──────── Material to process ────────
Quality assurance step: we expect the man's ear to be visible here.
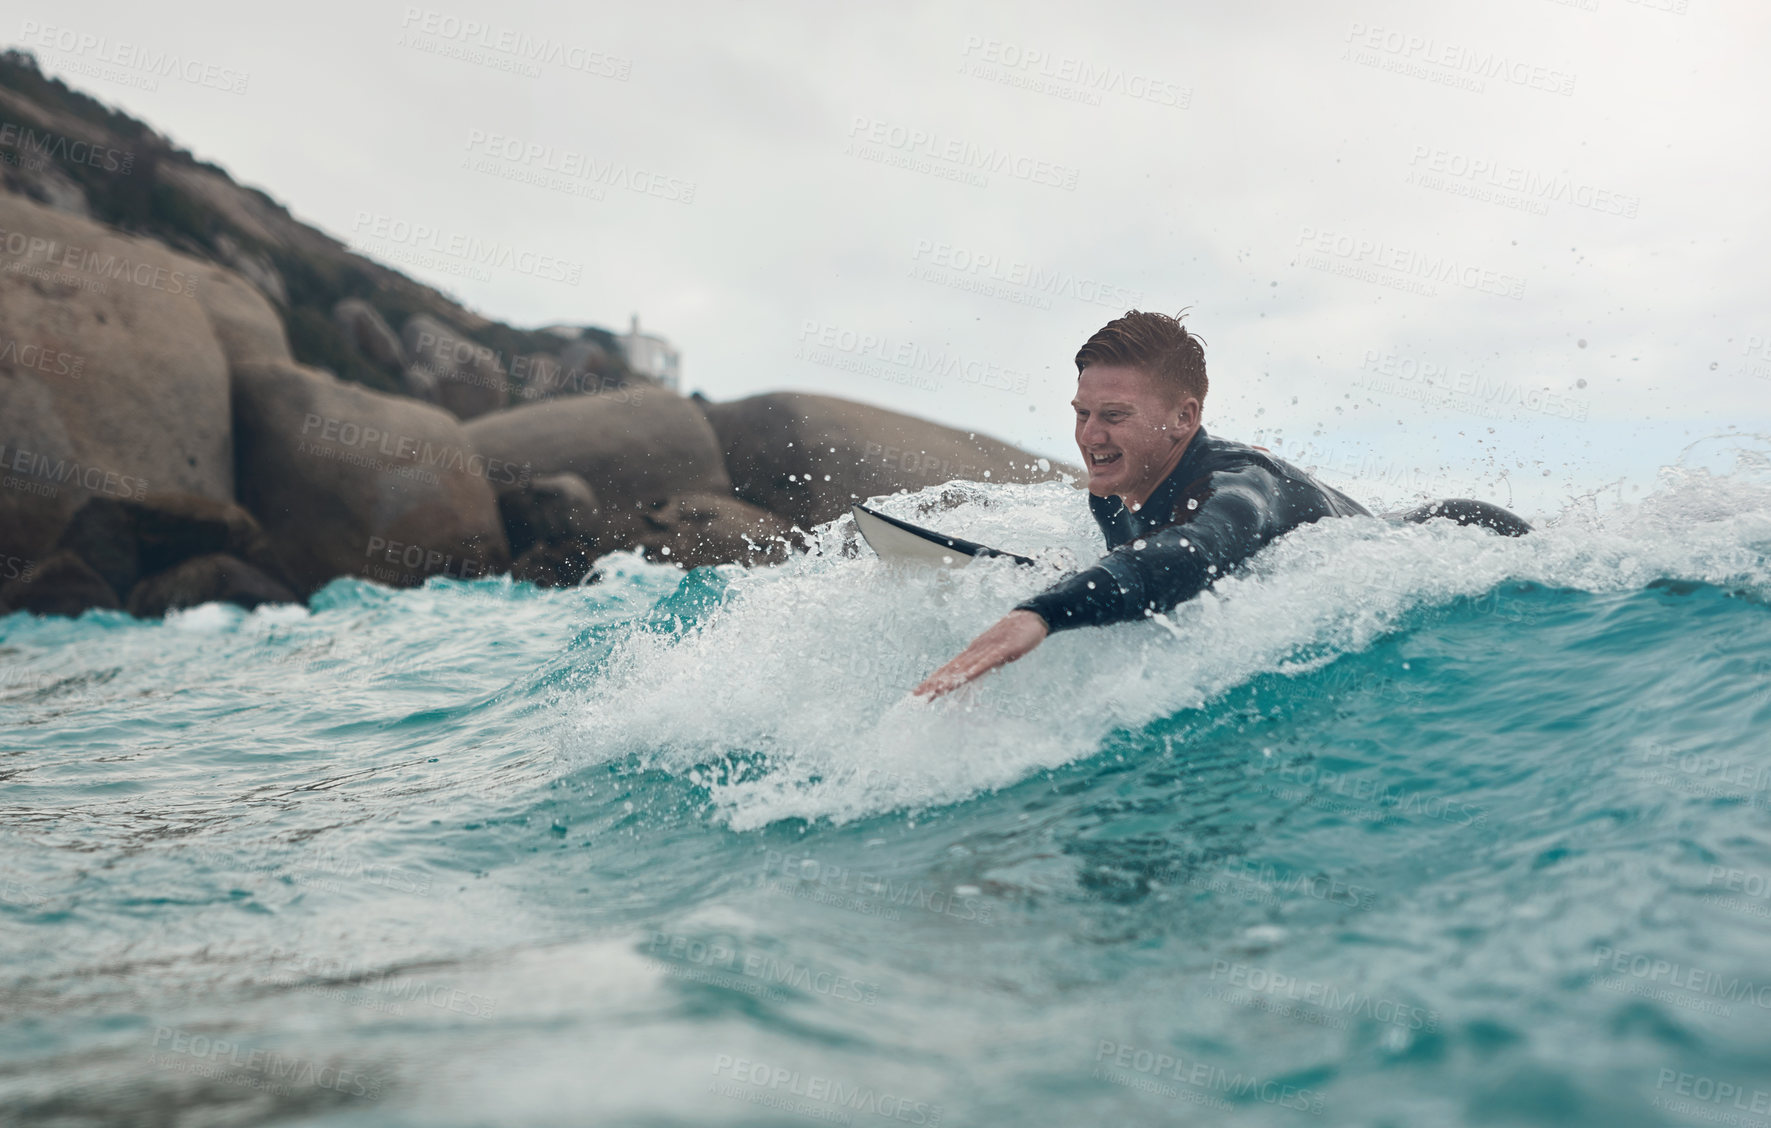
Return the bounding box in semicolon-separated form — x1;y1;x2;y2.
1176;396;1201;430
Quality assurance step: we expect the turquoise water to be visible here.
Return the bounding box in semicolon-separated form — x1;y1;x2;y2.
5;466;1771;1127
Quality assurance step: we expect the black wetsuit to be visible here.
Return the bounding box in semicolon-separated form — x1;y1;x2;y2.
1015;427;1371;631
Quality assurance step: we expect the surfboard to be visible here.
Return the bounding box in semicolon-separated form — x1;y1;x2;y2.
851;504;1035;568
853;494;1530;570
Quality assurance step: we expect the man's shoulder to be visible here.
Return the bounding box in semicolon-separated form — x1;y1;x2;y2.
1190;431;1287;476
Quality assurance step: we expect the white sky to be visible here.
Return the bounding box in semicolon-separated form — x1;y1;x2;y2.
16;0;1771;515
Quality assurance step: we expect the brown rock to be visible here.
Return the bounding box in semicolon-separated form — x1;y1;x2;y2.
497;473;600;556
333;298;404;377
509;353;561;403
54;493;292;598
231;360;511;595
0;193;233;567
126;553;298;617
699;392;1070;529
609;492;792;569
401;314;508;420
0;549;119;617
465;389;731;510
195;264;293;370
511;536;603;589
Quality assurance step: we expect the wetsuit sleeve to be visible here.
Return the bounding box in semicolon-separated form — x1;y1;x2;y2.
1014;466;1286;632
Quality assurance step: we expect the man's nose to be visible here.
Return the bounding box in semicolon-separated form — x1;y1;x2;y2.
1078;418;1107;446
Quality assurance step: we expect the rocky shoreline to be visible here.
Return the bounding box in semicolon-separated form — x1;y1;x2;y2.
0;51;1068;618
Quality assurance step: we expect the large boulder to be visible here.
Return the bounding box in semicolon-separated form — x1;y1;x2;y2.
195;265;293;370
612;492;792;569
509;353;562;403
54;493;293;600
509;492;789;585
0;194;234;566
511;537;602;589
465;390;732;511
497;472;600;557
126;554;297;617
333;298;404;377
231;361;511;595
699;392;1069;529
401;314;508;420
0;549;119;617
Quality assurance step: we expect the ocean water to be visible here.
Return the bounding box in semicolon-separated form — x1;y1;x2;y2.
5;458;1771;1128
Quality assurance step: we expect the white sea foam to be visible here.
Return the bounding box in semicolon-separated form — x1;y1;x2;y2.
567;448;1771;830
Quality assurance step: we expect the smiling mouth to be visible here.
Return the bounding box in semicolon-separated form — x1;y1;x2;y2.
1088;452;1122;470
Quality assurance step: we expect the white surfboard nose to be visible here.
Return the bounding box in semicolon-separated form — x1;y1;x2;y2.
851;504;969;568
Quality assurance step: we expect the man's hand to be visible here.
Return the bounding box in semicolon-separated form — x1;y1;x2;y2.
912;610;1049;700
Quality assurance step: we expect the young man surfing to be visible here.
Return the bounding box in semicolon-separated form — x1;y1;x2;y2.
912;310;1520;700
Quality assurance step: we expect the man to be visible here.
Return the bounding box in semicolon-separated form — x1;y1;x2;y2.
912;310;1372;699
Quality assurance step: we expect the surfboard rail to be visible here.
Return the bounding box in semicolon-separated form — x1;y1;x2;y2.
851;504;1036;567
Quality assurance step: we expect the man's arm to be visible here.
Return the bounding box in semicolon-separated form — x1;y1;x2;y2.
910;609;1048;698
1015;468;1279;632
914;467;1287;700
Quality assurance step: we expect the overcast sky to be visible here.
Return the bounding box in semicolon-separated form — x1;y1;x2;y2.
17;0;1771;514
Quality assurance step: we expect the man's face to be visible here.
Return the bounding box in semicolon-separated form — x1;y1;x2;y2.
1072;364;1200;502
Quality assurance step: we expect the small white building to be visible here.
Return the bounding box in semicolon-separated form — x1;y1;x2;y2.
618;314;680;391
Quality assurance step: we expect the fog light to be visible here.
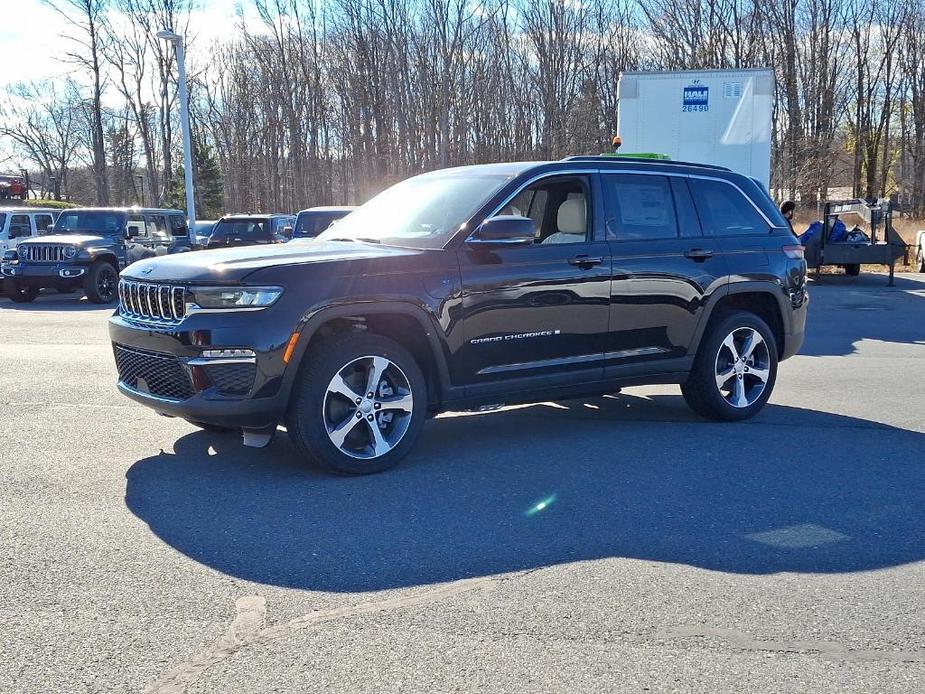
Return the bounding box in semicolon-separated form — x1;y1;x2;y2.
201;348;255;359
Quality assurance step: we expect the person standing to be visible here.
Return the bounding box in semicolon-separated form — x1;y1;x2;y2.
────────
* [What you should do]: Restate the material above word for word, omitting the pictures.

* [Exercise result]:
Quality assurance step: we expect the man's ear to be visible here.
Return the bounding box in semicolon-separated form — x1;y1;x2;y2.
1176;396;1201;430
Quality assurance step: we expect the turquoise water to be visible here.
Return the bounding box in semicolon-separated form — x1;y1;x2;y2.
5;466;1771;1127
Quality assurance step: we expect the black wetsuit to be visible here.
Return the bounding box in semicolon-separated form — x1;y1;x2;y2.
1015;427;1371;631
Quality assurance step: we expect the surfboard to be visible here.
Return the bounding box in semicolon-separated form — x1;y1;x2;y2.
851;504;1035;568
853;494;1530;570
Quality assurance step: we expect the man's shoulder to be visible here.
Return the bounding box in semicolon-separated form — x1;y1;x2;y2.
1190;431;1287;476
Quality assurance step: we expect the white sky to be visible here.
Return the bounding box in semicolon-separated form — x1;y1;x2;y2.
16;0;1771;515
Quality assurance step: we expect the brown rock to be visible here.
Return the bounding box in semicolon-separated form — x1;y1;x2;y2.
497;473;600;556
333;298;404;377
509;353;561;403
54;493;292;598
231;360;511;595
0;193;233;567
126;553;298;617
699;392;1070;529
609;492;792;569
401;314;508;420
0;549;119;617
465;389;731;510
195;264;293;370
511;536;603;589
Quality assurance step: we expect the wetsuit sleeve to be visible here.
Return the bounding box in semicolon-separated form — x1;y1;x2;y2.
1014;466;1286;632
Quality assurance step: we expect the man's nose to be visible here.
Return the bounding box in semicolon-separated form — x1;y1;x2;y2.
1078;418;1107;446
Quality assurance step: we expect the rocky shoreline to be visible here.
Return the bounding box in semicolon-separated form — x1;y1;x2;y2.
0;51;1068;618
Quality assurance step: we expect the large boulder to be visible here.
Return the bounding box in semicolon-separated form — x1;y1;x2;y2.
195;265;293;370
612;492;792;569
509;353;562;403
54;493;293;600
509;492;789;585
0;194;234;566
511;537;602;589
465;390;732;511
497;472;600;557
126;554;297;617
333;298;404;377
231;361;511;595
699;392;1069;529
401;314;508;420
0;549;119;617
Quality assurance step: we expect the ocean water to be visible here.
Return the bounding box in semicolon-separated form — x1;y1;x2;y2.
5;458;1771;1128
Quality assurance step: we expect the white sea foam to be visible here.
Return the bounding box in semicolon-separated form — x1;y1;x2;y2.
567;448;1771;830
Quality assurance step: we expect the smiling mouth to be visible here.
Return the bounding box in semicolon-separated form — x1;y1;x2;y2.
1088;452;1122;470
Quality assurance step: we expect the white surfboard nose to be visible here.
Return the bounding box in semicolon-separated form — x1;y1;x2;y2.
851;504;969;568
Quality assurance step: we expect the man's hand to be visible here.
Return the bounding box in semicolon-separated form — x1;y1;x2;y2.
912;610;1049;700
Quality assurance step: we expect the young man surfing to be visible here.
Return the bounding box in semicolon-separated form — x1;y1;x2;y2.
912;310;1520;700
Quality assurance step: we expect the man to be visible here.
Return the bounding box in semicolon-separated form — x1;y1;x2;y2.
912;310;1372;699
Quality assurance step: we expect the surfboard rail to be visible here.
Return the bounding box in semicolon-separated form — x1;y1;x2;y2.
851;504;1036;567
Quality assurance step: we expect the man's arm to be visible here.
Return the bounding box in semicolon-separated form — x1;y1;x2;y2.
910;609;1048;698
1015;468;1279;632
914;467;1287;700
Quality assurance step: we expect the overcast sky to be visible here.
Return the bounding box in semicolon-separated form — x1;y1;x2;y2.
17;0;1771;514
Quality assurance step: we expect the man's face to be visible here.
Return the bounding box in semicolon-separated form — x1;y1;x2;y2.
1072;364;1200;502
Quality assurance step: we expect the small white building to be visible here.
Return the bounding box in semicolon-separated form — x1;y1;x2;y2.
618;314;680;391
Quality assurance step: we expect the fog light to be visible here.
Return the bounding box in semicolon-separated form — x1;y1;x2;y2.
201;348;255;359
Quality assurance step: we expect the person standing to be visible here.
Return the bounding box in semicolon-separated form — x1;y1;x2;y2.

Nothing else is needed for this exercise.